• _Task brief_: What is needed here is an exact repetition of the records below, beginning at the line that has "Format — one point per instance, like (672,898)" and stopping after the line that has "Task — for every instance of the yellow tow".

Records from a data collection
---+---
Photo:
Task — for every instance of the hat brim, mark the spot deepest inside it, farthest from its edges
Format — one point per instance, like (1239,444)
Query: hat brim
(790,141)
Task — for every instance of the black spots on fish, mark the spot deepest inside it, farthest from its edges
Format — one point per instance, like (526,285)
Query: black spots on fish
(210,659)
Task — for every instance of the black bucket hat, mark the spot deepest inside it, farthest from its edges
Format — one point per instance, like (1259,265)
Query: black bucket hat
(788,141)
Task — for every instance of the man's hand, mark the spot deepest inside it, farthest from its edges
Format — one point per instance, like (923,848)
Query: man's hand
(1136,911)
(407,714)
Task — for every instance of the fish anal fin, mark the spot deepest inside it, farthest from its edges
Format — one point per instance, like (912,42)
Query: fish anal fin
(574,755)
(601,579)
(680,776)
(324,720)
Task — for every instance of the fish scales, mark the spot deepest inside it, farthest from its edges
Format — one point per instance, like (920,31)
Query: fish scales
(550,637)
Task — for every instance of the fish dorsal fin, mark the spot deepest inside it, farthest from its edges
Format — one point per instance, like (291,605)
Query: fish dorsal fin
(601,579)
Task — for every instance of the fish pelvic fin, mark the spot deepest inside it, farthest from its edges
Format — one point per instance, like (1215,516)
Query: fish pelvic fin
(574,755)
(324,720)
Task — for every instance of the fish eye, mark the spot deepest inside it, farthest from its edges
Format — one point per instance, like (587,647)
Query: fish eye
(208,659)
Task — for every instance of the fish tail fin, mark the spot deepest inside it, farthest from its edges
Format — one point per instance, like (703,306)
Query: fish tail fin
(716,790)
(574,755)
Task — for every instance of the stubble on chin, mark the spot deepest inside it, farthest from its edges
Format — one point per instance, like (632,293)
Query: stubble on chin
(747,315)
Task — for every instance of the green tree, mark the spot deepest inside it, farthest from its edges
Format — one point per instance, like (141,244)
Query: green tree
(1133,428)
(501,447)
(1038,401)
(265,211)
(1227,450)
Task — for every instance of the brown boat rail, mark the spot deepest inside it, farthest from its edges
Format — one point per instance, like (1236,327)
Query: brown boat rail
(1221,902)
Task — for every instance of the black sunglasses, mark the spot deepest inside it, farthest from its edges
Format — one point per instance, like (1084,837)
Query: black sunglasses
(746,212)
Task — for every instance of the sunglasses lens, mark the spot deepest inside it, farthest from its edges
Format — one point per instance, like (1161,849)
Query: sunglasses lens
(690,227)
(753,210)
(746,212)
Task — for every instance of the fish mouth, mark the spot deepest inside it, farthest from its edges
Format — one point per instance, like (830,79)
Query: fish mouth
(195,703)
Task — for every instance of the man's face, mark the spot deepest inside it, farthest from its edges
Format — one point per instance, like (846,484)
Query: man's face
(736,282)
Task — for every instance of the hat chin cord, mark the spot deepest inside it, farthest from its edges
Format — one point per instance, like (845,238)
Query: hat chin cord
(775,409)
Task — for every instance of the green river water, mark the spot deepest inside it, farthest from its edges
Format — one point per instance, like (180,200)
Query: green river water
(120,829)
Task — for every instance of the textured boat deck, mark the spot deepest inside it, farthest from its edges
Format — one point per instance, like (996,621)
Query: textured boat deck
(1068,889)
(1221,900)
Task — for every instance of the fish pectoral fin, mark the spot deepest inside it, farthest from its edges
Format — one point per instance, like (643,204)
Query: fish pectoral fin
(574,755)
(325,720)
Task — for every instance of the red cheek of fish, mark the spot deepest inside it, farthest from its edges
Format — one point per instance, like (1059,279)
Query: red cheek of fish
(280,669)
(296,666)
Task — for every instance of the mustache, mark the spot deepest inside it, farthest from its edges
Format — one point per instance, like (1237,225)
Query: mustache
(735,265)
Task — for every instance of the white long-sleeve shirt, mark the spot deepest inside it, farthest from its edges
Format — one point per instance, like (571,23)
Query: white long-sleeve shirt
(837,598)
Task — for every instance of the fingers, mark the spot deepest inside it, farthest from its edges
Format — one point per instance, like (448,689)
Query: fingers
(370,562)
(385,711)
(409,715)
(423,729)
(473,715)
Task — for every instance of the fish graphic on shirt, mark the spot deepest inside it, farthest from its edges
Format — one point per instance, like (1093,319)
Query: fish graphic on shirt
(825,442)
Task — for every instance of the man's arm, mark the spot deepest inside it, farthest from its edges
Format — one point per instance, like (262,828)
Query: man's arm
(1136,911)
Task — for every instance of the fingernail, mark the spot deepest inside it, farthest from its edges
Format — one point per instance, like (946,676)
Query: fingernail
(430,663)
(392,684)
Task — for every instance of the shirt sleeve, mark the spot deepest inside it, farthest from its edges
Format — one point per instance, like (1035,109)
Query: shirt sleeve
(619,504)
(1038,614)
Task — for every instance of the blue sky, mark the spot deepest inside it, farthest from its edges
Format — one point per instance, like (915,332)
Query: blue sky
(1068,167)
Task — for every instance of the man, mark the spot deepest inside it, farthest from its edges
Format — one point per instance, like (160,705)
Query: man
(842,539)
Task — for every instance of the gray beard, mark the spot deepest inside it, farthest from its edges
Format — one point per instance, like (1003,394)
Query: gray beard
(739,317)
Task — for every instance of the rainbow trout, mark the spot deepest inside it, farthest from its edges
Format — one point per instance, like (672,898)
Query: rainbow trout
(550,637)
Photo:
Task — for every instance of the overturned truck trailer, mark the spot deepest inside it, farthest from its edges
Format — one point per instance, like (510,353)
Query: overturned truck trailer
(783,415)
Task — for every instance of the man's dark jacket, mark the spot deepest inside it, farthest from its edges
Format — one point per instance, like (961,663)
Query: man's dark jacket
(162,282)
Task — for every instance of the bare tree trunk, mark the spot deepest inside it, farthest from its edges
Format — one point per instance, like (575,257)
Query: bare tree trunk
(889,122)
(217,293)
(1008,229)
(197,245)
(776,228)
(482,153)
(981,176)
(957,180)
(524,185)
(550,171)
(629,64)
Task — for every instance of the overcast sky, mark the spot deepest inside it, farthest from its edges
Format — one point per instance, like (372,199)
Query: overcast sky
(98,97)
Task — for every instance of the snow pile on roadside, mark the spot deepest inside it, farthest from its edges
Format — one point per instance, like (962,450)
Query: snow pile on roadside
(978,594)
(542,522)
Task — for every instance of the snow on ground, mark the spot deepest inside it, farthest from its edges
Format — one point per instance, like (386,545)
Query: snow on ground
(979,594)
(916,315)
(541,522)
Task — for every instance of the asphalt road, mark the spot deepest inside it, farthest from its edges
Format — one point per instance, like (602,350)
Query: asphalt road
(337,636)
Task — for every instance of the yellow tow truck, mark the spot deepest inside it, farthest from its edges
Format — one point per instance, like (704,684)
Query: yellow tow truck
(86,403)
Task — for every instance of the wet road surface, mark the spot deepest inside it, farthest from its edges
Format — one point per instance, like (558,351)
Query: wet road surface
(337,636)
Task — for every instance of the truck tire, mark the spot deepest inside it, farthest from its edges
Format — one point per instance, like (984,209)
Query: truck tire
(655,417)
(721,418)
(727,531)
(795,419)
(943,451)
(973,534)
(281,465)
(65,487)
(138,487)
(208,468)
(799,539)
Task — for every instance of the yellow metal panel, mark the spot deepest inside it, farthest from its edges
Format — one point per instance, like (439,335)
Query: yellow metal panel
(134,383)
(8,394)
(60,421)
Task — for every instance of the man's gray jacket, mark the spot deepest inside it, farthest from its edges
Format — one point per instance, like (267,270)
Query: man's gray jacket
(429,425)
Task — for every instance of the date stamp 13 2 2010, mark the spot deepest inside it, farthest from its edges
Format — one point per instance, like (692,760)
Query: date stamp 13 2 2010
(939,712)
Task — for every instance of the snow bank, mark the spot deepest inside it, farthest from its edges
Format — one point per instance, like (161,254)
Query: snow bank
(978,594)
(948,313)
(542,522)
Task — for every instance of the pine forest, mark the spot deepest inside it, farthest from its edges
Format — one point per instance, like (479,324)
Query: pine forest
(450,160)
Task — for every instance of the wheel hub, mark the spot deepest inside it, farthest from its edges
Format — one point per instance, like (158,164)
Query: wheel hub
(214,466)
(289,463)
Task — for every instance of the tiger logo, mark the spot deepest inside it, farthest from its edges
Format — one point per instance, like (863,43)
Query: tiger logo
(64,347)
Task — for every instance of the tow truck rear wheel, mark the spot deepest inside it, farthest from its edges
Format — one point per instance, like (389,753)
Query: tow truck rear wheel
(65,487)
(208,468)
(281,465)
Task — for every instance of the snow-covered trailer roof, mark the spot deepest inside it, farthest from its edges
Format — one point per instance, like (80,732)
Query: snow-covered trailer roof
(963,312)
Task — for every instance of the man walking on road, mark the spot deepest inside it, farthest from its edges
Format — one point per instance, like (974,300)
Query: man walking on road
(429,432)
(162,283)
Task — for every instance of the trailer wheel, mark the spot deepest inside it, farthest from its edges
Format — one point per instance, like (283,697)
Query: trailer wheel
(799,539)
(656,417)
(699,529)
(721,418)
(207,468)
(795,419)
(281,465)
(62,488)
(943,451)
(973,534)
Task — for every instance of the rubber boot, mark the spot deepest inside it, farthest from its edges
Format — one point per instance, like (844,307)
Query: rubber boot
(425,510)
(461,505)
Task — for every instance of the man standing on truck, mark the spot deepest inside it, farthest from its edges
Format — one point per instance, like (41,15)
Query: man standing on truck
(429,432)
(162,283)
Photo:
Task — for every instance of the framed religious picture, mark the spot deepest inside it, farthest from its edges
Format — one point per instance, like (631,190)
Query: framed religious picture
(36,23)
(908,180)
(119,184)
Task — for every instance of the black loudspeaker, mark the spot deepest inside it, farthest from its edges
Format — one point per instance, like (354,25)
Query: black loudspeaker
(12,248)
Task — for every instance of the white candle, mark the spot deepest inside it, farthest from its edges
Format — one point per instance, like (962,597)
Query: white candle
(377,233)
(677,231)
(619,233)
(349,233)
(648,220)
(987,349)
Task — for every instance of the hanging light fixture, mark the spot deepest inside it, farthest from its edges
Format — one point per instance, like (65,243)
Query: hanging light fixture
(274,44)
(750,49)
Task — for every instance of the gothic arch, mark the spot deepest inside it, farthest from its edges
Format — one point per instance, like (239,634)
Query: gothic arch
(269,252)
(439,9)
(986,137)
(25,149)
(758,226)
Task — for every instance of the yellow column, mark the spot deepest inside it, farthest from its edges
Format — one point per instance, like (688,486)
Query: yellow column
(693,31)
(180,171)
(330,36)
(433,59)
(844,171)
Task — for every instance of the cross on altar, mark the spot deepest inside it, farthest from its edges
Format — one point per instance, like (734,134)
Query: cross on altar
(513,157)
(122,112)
---+---
• _Exercise output_:
Format — one point per instance, like (672,898)
Query: rainbow trout
(550,637)
Photo:
Task — for every instance of the overturned truck trailer, mark the spot deepest inside it, farthest from its edges
Format — one point per instance, like (510,353)
Query: overturned truck trailer
(783,415)
Task — for every instance of the man's dark jacket, mark the spot deepest inside it, farthest from its edges
Format — one point per instance, like (961,663)
Query: man's dark jacket
(162,282)
Task — for every instance of the bare tree trunk, mark the spot deepest inside it, farthest from its edges
Format — one point per instance, like (575,257)
Query: bare tree trunk
(889,122)
(217,293)
(1008,229)
(197,245)
(776,228)
(482,153)
(981,176)
(957,180)
(524,185)
(550,171)
(629,64)
Task — for every instance of the overcast sky, mark the spot deepest inside it, farthest from its edges
Format — one point per instance, like (372,199)
Query: overcast sky
(98,97)
Task — for every instance of the snow pile on roadside, mark the spot deepest inside it, farthest from its edges
Format — one point per instance, like (962,450)
Query: snow pile on roadside
(978,594)
(542,522)
Task — for every instance of the snow on ground, mark the spot deepest inside it, farthest from its edges
Format — one point per instance, like (386,545)
Query: snow on ground
(979,594)
(916,315)
(541,522)
Task — for every instance of the asphalt road, mark the spot deepest inside it, farthest from its edges
Format — one point per instance, like (602,350)
Query: asphalt road
(337,636)
Task — for every instance of the yellow tow truck, mark the spot deepest inside it, farthest from its edges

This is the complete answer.